**Exercise:** Render everything from the line containing "the window sill?" down to the end of the records as a Markdown table with two columns, Row and Line. Number each row and leave out blank lines.

[Records of labeled boxes]
-- BEGIN --
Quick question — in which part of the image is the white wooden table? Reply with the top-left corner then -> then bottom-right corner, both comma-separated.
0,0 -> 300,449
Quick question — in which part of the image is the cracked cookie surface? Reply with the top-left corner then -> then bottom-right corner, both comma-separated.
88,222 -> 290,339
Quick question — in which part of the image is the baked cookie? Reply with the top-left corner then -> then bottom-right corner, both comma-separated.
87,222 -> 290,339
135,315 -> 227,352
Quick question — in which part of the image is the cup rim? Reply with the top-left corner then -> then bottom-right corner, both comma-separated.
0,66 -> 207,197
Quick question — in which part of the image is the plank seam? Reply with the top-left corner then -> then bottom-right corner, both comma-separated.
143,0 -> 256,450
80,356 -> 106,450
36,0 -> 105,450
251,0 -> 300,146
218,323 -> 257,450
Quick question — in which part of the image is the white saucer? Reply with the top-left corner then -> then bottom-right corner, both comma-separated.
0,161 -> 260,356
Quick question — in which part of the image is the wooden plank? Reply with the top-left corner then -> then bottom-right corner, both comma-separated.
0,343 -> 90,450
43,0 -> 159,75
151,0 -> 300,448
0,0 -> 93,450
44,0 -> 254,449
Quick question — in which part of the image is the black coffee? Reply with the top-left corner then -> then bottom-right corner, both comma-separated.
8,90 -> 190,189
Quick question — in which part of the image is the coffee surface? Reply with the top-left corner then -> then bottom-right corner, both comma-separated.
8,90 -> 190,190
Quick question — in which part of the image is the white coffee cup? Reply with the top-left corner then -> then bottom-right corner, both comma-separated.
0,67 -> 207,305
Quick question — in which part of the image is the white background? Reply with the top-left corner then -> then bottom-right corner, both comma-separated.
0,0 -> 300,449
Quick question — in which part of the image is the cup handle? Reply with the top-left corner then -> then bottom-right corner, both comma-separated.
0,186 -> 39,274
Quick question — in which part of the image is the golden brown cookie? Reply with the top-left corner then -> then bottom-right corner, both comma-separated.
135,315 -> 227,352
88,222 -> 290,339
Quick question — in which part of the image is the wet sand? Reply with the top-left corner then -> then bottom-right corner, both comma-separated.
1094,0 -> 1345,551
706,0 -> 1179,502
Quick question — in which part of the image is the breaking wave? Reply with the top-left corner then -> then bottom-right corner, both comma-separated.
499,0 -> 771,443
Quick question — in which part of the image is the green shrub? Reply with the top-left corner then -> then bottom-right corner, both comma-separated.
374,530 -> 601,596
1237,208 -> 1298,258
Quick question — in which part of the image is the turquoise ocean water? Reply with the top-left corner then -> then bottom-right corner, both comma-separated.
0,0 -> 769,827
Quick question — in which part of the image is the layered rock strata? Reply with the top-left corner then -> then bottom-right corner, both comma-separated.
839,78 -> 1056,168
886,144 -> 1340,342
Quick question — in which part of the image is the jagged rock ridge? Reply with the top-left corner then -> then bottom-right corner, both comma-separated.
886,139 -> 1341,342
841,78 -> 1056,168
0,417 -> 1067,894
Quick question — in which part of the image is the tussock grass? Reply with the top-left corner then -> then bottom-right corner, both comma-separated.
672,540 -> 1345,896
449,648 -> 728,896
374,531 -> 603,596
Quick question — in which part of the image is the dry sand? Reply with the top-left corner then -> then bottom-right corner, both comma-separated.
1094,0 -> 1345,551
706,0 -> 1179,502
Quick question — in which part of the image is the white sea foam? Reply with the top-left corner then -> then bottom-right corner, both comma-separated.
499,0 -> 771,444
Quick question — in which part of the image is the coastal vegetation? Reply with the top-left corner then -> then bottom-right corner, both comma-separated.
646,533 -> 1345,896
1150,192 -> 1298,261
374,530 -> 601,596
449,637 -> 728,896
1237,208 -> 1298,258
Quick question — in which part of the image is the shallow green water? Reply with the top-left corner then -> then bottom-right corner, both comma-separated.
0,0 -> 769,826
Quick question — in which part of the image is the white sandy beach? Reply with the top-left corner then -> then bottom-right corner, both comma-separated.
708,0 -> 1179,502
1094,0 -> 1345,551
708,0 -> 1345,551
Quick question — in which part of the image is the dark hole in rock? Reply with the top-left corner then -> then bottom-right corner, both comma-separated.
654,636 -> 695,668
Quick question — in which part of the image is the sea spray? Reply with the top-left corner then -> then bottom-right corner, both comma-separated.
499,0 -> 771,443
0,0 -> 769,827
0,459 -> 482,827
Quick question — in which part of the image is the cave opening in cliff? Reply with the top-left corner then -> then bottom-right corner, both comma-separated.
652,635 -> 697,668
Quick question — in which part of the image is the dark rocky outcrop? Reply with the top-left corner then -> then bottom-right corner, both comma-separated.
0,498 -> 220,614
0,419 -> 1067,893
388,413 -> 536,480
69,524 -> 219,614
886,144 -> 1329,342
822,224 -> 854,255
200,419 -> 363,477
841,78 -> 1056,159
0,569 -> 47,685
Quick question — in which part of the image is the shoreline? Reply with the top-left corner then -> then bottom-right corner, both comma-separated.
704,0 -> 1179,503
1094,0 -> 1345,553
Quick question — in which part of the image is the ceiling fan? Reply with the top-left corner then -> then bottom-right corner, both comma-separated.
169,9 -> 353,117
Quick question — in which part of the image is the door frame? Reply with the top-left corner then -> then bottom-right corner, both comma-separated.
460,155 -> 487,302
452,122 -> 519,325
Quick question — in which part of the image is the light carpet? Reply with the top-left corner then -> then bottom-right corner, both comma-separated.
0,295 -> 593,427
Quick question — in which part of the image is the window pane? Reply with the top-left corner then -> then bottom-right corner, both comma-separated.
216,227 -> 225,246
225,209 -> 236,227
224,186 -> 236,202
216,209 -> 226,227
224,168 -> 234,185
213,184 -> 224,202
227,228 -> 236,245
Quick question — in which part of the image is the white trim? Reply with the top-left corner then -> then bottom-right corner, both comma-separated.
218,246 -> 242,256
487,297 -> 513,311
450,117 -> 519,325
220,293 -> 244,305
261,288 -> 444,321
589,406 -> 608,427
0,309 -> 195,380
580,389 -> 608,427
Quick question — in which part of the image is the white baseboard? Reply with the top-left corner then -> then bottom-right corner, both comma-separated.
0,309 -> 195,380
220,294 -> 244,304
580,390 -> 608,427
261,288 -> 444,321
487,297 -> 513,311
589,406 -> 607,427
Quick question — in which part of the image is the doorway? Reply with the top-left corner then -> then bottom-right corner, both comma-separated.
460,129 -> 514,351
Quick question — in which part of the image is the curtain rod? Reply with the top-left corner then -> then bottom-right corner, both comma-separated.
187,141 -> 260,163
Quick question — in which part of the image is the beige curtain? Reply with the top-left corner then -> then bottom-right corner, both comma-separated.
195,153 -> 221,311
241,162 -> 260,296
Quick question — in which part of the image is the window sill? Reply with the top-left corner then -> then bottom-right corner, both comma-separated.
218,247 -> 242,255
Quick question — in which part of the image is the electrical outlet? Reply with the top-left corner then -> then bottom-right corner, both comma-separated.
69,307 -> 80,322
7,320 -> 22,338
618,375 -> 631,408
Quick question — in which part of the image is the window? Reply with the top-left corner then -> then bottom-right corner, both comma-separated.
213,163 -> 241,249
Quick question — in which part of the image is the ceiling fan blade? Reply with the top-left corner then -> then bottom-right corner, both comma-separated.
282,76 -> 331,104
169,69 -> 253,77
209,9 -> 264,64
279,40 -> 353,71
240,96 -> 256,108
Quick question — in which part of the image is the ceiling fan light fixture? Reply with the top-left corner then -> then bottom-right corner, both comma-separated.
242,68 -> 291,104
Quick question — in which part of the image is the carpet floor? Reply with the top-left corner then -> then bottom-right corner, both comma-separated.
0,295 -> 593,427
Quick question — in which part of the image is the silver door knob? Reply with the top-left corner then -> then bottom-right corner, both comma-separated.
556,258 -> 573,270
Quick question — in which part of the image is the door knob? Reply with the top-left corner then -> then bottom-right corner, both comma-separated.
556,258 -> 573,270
-- END --
**Worked answer:**
| Row | Line |
|---|---|
| 1 | Quick question — in which part of the image is the window sill? Reply with the top-left corner then -> then bottom-right corner, both comma-separated. |
| 2 | 218,247 -> 242,255 |
| 3 | Quick question — in which part of the image is the electrical outlet? Reply with the top-left corner then -> then bottom-right corner, both comma-separated. |
| 4 | 69,307 -> 80,322 |
| 5 | 7,320 -> 22,338 |
| 6 | 618,375 -> 631,408 |
| 7 | Quick question — in which part of the image is the window? Reply with the top-left corner then -> then bottom-right corner, both comma-separated. |
| 8 | 213,163 -> 241,249 |
| 9 | Quick question — in which part of the image is the ceiling fan blade? Reply with the top-left corner then -> then bottom-right corner, both comma-separated. |
| 10 | 282,76 -> 331,104 |
| 11 | 169,69 -> 253,77 |
| 12 | 209,9 -> 264,64 |
| 13 | 279,40 -> 353,71 |
| 14 | 240,96 -> 256,108 |
| 15 | Quick question — in which part of the image is the ceiling fan light fixture? Reply with the top-left corner then -> then bottom-right corner, both comma-separated. |
| 16 | 242,68 -> 291,104 |
| 17 | Quick question — in which part of the image is the carpet floor? Reply with the top-left corner then -> then bottom-right corner, both comma-separated. |
| 18 | 0,295 -> 593,427 |
| 19 | Quick question — in which part of the image is the silver door knob? Reply with the top-left corner then -> then bottom-right corner, both comma-separated. |
| 20 | 556,258 -> 573,270 |
| 21 | Quick question — in which part of the image is the door knob? Reply with the top-left corner then -> then bottom-right corner, both comma-separated. |
| 22 | 556,258 -> 573,270 |